Write out the records below again word for word, but leave out the pictures.
════════════════════
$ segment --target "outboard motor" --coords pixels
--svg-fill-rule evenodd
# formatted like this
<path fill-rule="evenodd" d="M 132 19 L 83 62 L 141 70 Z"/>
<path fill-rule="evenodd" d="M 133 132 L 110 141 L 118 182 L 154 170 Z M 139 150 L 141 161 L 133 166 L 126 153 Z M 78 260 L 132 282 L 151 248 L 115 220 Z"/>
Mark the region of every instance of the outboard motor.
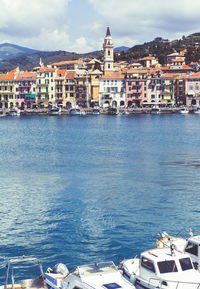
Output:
════════════════════
▶ [Result]:
$ segment --target "outboard motor" --coords pixels
--svg-fill-rule evenodd
# formatted like this
<path fill-rule="evenodd" d="M 132 19 L 83 62 L 141 70 Z"/>
<path fill-rule="evenodd" d="M 133 132 L 110 141 L 118 182 L 154 170 Z M 139 150 L 141 161 L 133 166 L 126 153 Z M 78 260 L 132 282 L 151 248 L 115 220 Z"/>
Mark the region of every instance of the outboard motor.
Output:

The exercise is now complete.